Start of Provided passage

EP by Moonspell
- Released: 1994
- Genre: Gothic metal; black metal; folk metal;
- Length: 21:26
- Label: Adipocere
- Producer: Quim Monte

Moonspell chronology
|  | Under the Moonspell (1994) | Wolfheart (1995) |

= Under the Moonspell =

Under the Moonspell is the first EP by Portuguese gothic metal band Moonspell, released in 1994 on CD and vinyl.

== Track listing ==
1. "Allah Akbar! La Allah Ella Allah! (Praeludium/Incantatum Solstitium)" – 1:51
2. "Tenebrarum Oratorium (Andamento I/Erudit Compendyum) (Interludium/Incantatum Oequinoctium)" – 7:25
3. "Tenebrarum Oratorium (Andamento II/Erotic Compendyum)" – 6:02
4. "Opus Diabolicum (Andamento III/Instrumental Compendyum)" – 4:22
5. "Chorai Lusitânia! (Epilogus/Incantatam Maresia)" – 1:46

=== Rerelease ===
Under the Moonspell was rerecorded in 2007 along with other early Moonspell songs on the Under Satanæ release. The cover of Under Satanæ is an alternate version of the Under the Moonspell cover.

End of Provided passage

(Set exercise 1): Pick out every line of the rows that contains the string "clipboard", and treat uppercase and lowercase as different.
The EP page and the rows are separate material with no connection to each other.

Start of Provided material

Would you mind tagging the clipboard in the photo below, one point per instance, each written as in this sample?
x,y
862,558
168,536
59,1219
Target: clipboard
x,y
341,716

End of Provided material

(Set exercise 2): Using the EP page, explain in one to three sentences how the 2007 release Under Satanæ is connected to Under the Moonspell.

(Worked answer 1):
Would you mind tagging the clipboard in the photo below, one point per instance, each written as in this sample?
Target: clipboard

(Worked answer 2): Under Satanæ includes a rerecording of Under the Moonspell, made in 2007 along with other early Moonspell songs. Its cover is an alternate version of the Under the Moonspell cover.